EXERCISE GOAL: What nickname do Emma's fellow students give her in the book review?
[Opening EXCERPTED PASSAGE section]
A clumsy medical student pratfalls her way through relationships, family feuds and scientific breakthroughs in this winsome romantic comedy.
Nicknamed “Oops” by her fellow students for the scalpel accidents that plague her tremulous hand, Emma Silberlight considers herself “a hazard to the occupation” as well as “a klutz [and] a sex addict” with “a really big mouth” that she habitually inserts her foot into. She’s happy to leave New York for a monthlong posting in Brazil that involves nothing bloodier than data entry, especially so she can get some distance from her boyfriend, Thomas, who mixes gratifyingly kinky sex with morose alcoholism. She revels in Brazilian food and dancing and doesn’t even mind the giant cockroaches, although she could do without her boss, who mistreats his girlfriend and makes drunken passes at her. (The manifold irresponsibilities of the members of the male sex are a prominent theme here.) Returning to New York with a fungus that miraculously cures skin cancer, she struggles to break up with the preternaturally sexy Thomas (the manifold charms of the male anatomy are an equally prominent theme). Then a tutoring gig with a bratty but strangely familiar little girl who demands candy to do homework plunges Emma into a life-and-death medical crisis and reignites her issues with her long-estranged mother, Cecile. Emma’s story is a tasty trifle written in lilting prose, with lots of breezy, bawdy relationship talk among girlfriends, luscious food porn, edgy romance and the bare minimum of laboratory medicine required to ground the plot without weighing it down. The author stocks it with vibrant, sharply etched characters—especially Cecile, a feminist and agnostic whose hard-boiled humanism falters when it comes to her daughter. Emma is an appealing heroine cut from the Bridget Jones cloth, so charmingly imperfect and insecure that readers can’t help rooting for her.
Entertaining chick lit that’s just what the doctor ordered.
[Closing EXCERPTED PASSAGE section]
[Opening SOURCE DATA section]
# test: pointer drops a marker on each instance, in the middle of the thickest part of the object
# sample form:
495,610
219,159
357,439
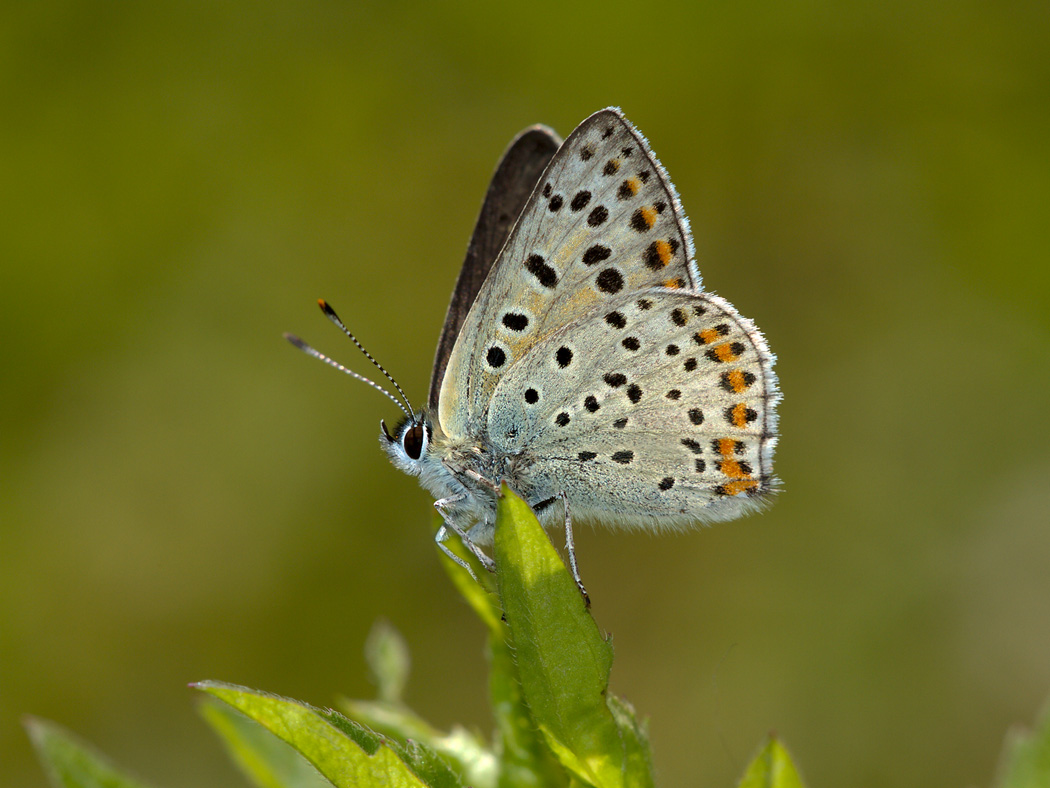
[Closing SOURCE DATA section]
EXERCISE RESPONSE: "Oops"